=== About this task ===
The answer should be every line below, repeated exactly, with the images left out.

(Referring expression pointing data)
--------------------

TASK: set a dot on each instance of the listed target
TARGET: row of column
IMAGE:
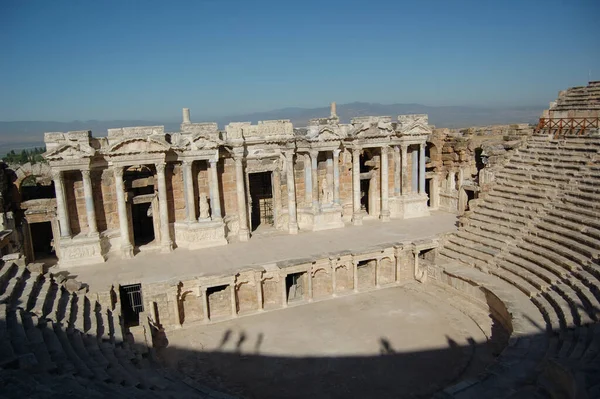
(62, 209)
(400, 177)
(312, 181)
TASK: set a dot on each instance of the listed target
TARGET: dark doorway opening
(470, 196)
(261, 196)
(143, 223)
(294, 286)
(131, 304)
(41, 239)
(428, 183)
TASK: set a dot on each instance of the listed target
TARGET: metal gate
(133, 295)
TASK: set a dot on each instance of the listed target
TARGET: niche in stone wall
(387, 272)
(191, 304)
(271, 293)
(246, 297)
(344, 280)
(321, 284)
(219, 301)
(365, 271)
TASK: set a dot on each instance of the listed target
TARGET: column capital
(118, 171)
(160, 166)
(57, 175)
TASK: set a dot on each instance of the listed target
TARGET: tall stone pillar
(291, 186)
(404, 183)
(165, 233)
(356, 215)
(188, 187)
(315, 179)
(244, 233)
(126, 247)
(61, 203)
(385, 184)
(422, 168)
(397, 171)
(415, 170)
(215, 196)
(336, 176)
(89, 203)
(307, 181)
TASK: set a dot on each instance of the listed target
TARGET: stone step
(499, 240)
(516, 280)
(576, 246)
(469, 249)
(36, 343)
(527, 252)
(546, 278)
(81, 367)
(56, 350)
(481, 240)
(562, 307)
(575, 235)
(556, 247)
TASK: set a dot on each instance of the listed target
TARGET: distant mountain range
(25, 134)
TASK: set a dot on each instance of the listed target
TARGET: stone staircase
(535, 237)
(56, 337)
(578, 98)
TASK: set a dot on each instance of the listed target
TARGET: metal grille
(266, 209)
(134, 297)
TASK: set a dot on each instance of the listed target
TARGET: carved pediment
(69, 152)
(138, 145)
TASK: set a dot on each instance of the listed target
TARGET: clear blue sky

--------------------

=== Response area ===
TASK: set a dot on each instance of the listed target
TARGET: row of column
IMAGE:
(62, 209)
(400, 177)
(312, 181)
TASK: set a dot on each instance of the listed target
TARGET: dark doorway opening
(470, 196)
(261, 196)
(143, 223)
(294, 286)
(131, 304)
(41, 239)
(428, 183)
TASK: set a dot on each instance of the listed target
TARGET: metal gate
(133, 295)
TASK: set a dot on each instance of the listed target
TARGET: niche in stone wall
(387, 272)
(191, 304)
(271, 293)
(246, 297)
(344, 280)
(321, 284)
(219, 301)
(365, 271)
TASK: set a dot on each instance of the listed target
TARGET: column capital
(118, 171)
(160, 166)
(57, 175)
TASK: set a dot on each instance of the listed target
TARGET: tall stone pillar
(291, 186)
(404, 183)
(165, 233)
(356, 215)
(188, 187)
(315, 179)
(244, 233)
(126, 247)
(61, 203)
(385, 184)
(422, 168)
(397, 171)
(415, 170)
(215, 196)
(336, 176)
(89, 203)
(307, 181)
TASK: set a dot on each instance of the listed target
TARGET: stone step
(499, 240)
(516, 280)
(576, 246)
(469, 249)
(36, 343)
(527, 252)
(546, 278)
(81, 367)
(56, 350)
(481, 240)
(562, 307)
(575, 235)
(556, 247)
TASK: set a dot on each instance of the listed target
TARGET: distant mountain range
(25, 134)
TASK: set a dot on each instance of the listed target
TARGET: stone staircase
(535, 237)
(56, 337)
(578, 98)
TASK: set a dot on each instance of the listed target
TARGET: metal grille
(266, 209)
(134, 297)
TASK: set a dot on each instance of the listed target
TARGET: carved pediment
(69, 152)
(138, 145)
TASK: set a dot on each instance of the listed target
TARGET: clear blue sky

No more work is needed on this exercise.